— Request —
Rewrite the data below as a numbered list with one line per item, skipping blank lines. Leave the pictures out.

===== Supplied entries

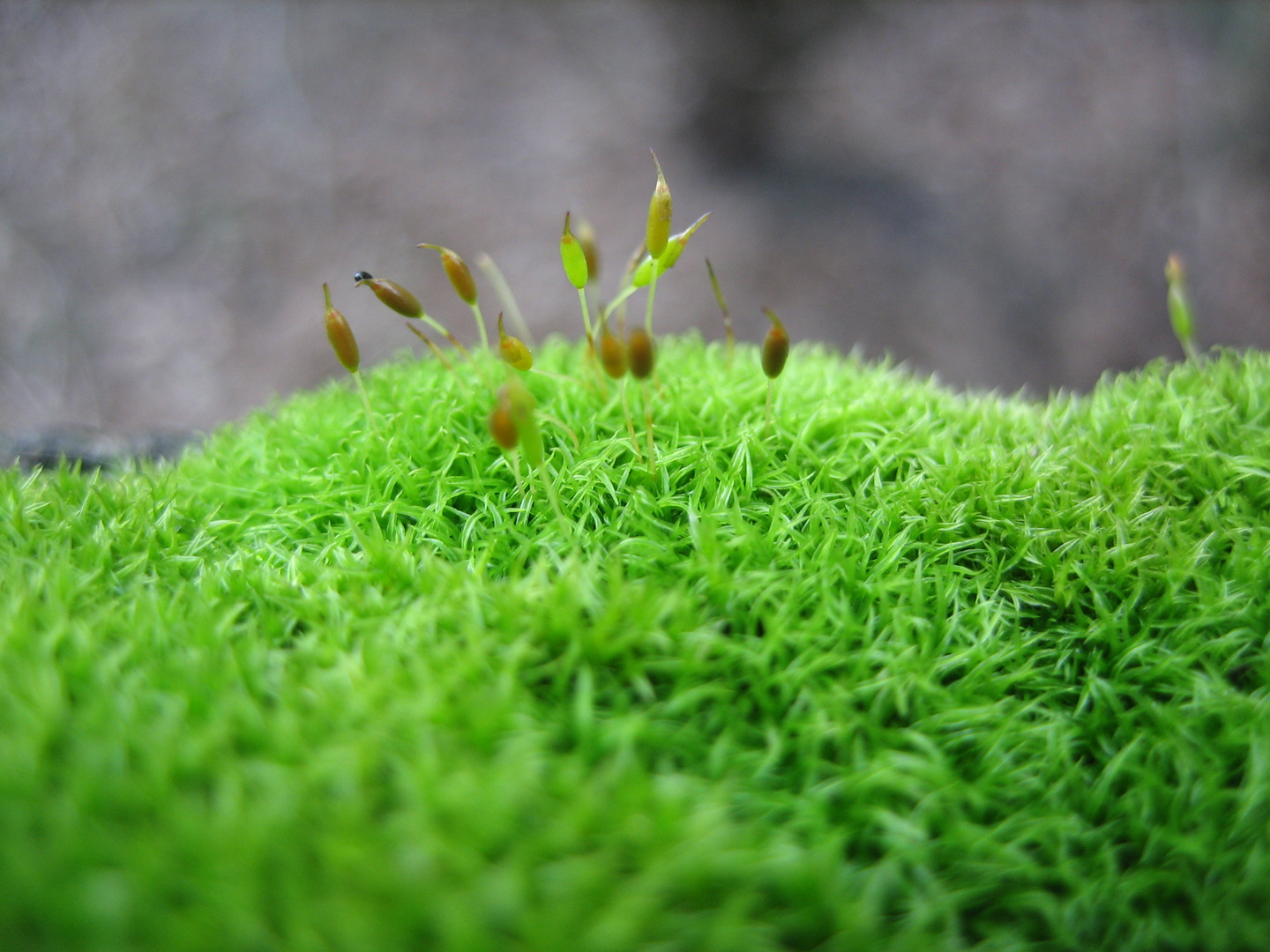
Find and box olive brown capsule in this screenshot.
[489,395,520,452]
[763,307,790,380]
[626,328,656,380]
[415,243,476,305]
[600,318,626,380]
[353,271,423,317]
[497,311,534,370]
[644,150,675,259]
[321,285,362,373]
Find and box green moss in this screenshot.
[0,338,1270,952]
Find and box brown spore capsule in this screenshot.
[419,243,476,305]
[763,307,790,380]
[353,271,423,317]
[626,328,656,380]
[321,285,362,373]
[497,311,534,370]
[489,400,520,450]
[600,321,626,380]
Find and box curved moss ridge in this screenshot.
[0,338,1270,952]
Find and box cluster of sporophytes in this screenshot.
[323,153,790,500]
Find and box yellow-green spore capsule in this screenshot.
[497,311,534,370]
[644,152,675,257]
[353,271,423,317]
[631,212,710,288]
[763,307,790,380]
[416,243,476,305]
[560,212,591,291]
[321,285,362,373]
[626,328,656,380]
[600,321,626,380]
[574,219,600,282]
[489,398,520,452]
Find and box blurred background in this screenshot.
[0,0,1270,451]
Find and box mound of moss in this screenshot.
[0,338,1270,952]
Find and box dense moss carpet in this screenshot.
[0,338,1270,952]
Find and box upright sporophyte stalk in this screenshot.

==========

— Written response —
1. Find and box olive brown capsule in this screenshot.
2. [489,395,520,452]
3. [763,307,790,380]
4. [626,328,656,380]
5. [415,243,476,305]
6. [600,318,626,380]
7. [353,271,423,317]
8. [497,311,534,370]
9. [644,150,675,259]
10. [321,285,362,373]
11. Find and box green moss in this screenshot.
12. [0,338,1270,952]
13. Find and box brown spore capsule in this screenshot.
14. [419,243,476,305]
15. [763,307,790,380]
16. [353,271,423,317]
17. [626,328,656,380]
18. [321,285,362,373]
19. [497,311,534,370]
20. [489,400,520,450]
21. [600,321,626,380]
22. Find and box curved moss ridge in this screenshot.
23. [0,338,1270,952]
24. Find and box cluster of sporophytes in this screenshot.
25. [323,153,790,500]
26. Find and box yellow-green spore capsule in this screenshot.
27. [497,311,534,370]
28. [644,152,675,257]
29. [353,271,423,317]
30. [631,212,710,288]
31. [763,307,790,380]
32. [416,243,476,305]
33. [560,212,591,291]
34. [321,285,362,373]
35. [626,328,656,380]
36. [600,321,626,380]
37. [574,219,600,282]
38. [489,398,520,452]
39. Find and box blurred background in this screenshot.
40. [0,0,1270,451]
41. Find and box mound of moss in this screenshot.
42. [0,338,1270,952]
43. Find and box dense moss carpet in this screenshot.
44. [0,338,1270,952]
45. Find and box upright sporophyte stalk in this screenshot.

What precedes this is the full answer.